Required work |
Reproduce the lines of the records below without any change, from the line with "Question. The photograph above contains instances of the dark" to the line with "the red first". Include both of those lines.

-- Start of Material provided --

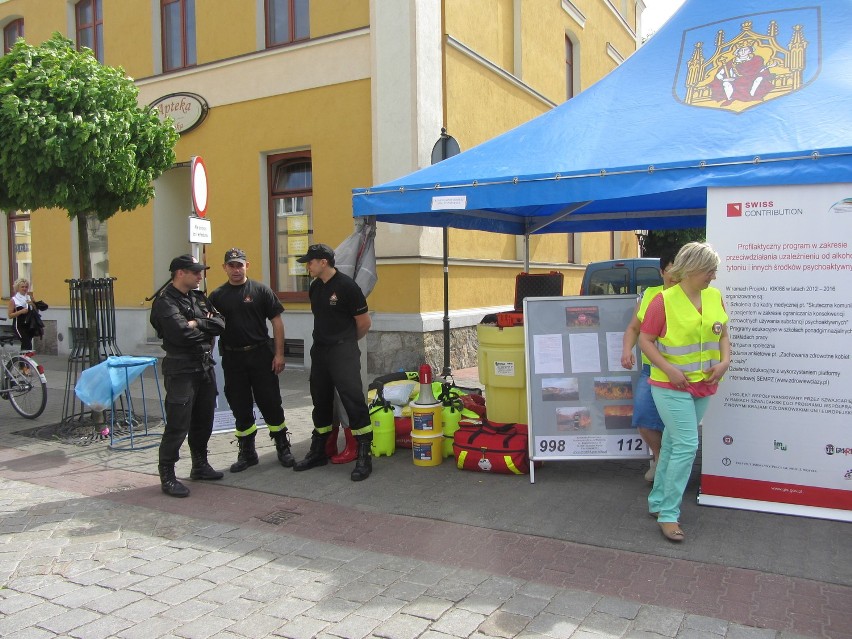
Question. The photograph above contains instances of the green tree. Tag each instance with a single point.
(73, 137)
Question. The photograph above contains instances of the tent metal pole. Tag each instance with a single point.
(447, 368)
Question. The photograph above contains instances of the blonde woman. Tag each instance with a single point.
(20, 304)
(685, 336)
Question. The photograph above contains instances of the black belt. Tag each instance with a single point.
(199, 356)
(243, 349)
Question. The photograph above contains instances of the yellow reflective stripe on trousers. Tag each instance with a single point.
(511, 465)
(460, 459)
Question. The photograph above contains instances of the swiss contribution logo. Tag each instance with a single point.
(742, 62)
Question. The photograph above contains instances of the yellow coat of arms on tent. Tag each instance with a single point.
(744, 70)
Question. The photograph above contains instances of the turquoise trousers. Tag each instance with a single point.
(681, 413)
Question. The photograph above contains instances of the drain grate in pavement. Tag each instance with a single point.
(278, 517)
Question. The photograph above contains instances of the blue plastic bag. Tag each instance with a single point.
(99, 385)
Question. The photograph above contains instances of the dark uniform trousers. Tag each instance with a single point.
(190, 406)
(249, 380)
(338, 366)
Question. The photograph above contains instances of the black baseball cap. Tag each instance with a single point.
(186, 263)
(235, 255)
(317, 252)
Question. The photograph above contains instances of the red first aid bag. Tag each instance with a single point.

-- End of Material provided --
-- Start of Material provided --

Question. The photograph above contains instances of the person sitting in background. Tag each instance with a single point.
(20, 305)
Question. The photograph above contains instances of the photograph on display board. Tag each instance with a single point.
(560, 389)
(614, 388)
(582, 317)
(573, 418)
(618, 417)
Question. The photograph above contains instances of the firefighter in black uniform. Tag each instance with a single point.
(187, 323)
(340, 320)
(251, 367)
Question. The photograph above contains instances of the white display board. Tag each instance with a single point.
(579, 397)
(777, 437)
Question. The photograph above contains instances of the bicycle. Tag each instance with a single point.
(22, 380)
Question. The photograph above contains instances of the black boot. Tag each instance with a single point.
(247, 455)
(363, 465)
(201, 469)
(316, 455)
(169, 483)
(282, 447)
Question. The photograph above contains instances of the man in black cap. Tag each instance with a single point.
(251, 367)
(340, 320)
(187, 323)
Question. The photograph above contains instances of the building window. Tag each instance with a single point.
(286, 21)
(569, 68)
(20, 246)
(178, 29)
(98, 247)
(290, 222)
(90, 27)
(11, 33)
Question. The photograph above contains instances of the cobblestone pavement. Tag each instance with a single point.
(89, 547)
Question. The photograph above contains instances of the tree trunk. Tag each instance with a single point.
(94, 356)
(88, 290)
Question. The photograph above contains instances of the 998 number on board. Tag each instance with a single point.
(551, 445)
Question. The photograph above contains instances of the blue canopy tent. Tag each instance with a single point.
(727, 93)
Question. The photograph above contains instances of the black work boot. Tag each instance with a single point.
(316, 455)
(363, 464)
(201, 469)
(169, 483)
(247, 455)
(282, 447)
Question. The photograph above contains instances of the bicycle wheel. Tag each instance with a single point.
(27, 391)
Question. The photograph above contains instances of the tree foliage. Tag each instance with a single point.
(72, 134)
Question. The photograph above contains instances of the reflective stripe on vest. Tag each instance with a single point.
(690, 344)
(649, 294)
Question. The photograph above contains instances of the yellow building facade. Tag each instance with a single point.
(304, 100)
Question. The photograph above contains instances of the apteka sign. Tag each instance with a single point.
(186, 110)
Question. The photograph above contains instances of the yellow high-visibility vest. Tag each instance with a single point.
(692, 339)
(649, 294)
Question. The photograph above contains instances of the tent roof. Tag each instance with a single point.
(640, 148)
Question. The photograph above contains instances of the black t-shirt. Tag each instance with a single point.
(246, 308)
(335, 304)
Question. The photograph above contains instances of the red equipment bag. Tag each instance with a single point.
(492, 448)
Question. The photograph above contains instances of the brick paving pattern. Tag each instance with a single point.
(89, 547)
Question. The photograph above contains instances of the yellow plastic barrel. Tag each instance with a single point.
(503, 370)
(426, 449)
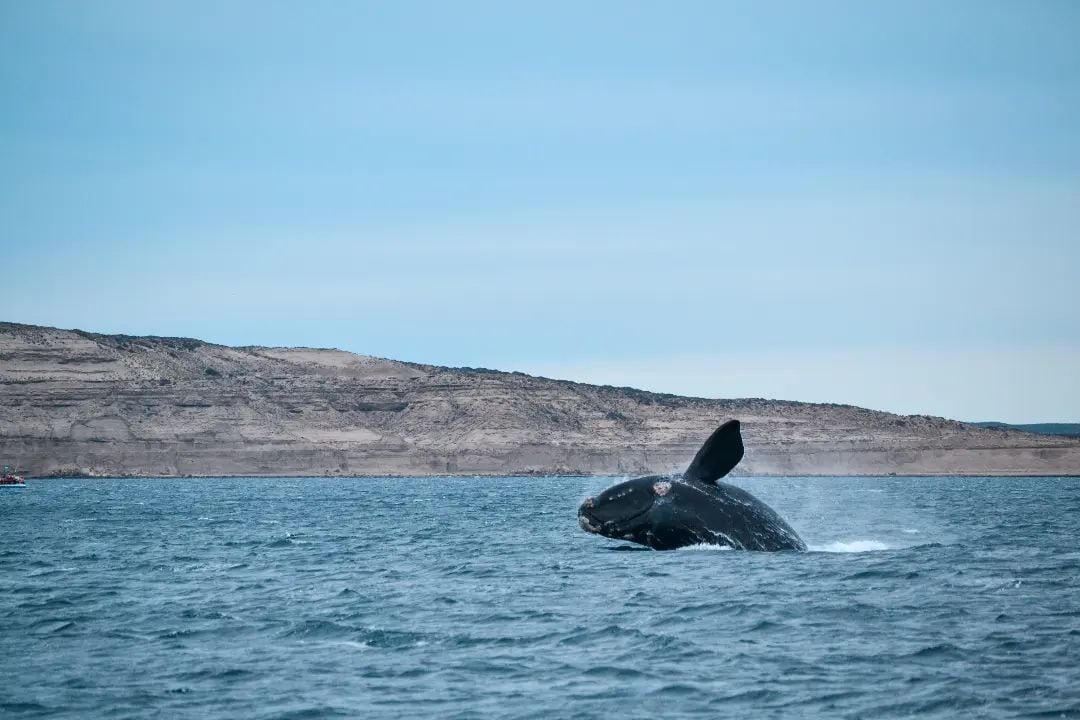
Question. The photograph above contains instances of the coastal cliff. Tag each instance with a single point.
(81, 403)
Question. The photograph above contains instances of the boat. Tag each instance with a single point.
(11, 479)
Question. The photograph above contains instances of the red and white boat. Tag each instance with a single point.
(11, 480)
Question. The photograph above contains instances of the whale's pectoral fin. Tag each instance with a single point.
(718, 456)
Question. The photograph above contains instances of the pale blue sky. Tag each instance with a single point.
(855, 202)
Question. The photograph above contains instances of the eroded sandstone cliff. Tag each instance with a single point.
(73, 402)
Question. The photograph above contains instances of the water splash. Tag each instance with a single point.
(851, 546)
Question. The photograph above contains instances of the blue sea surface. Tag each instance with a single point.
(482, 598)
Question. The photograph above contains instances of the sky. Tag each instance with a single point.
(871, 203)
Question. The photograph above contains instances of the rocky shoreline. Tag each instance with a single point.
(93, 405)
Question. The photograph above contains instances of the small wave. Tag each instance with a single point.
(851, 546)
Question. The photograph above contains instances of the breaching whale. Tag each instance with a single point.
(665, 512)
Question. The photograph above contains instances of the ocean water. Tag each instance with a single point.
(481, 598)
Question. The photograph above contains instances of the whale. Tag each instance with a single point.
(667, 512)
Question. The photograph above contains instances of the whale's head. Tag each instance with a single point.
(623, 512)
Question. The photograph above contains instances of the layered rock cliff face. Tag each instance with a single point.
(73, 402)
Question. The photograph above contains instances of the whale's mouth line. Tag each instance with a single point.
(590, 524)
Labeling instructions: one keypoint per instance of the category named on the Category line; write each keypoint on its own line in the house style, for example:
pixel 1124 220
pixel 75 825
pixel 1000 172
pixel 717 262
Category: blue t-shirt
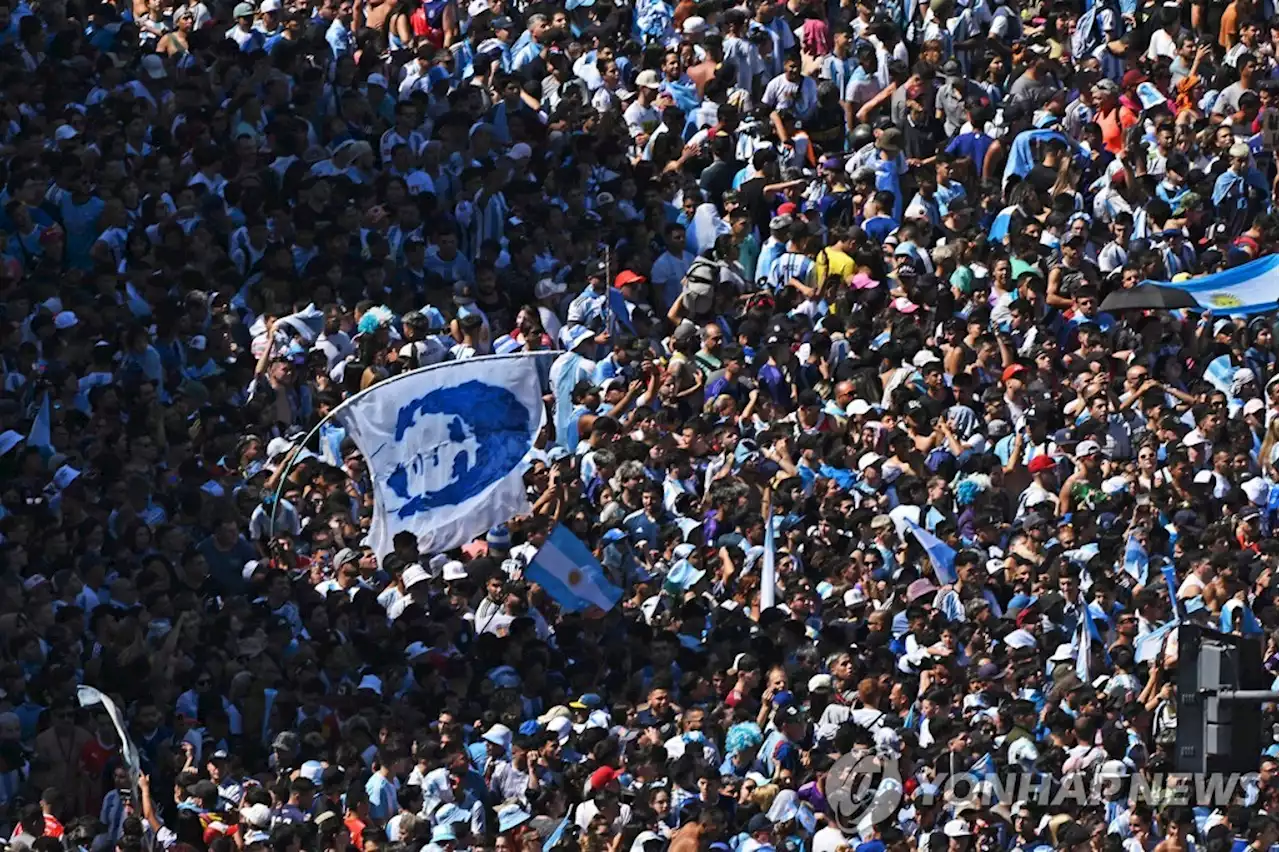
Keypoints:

-- End of Material provided --

Reply to the exercise |
Question. The photograph above contains instances of the dark uniform trousers. Tag each instance with a single point.
(190, 406)
(249, 380)
(338, 366)
Question. The photograph above contains instances of the black baseball cap. Tag each instance with a single point.
(186, 263)
(235, 255)
(317, 252)
Question. The photograph above contains instances of the red first aid bag. Tag each instance with a single point.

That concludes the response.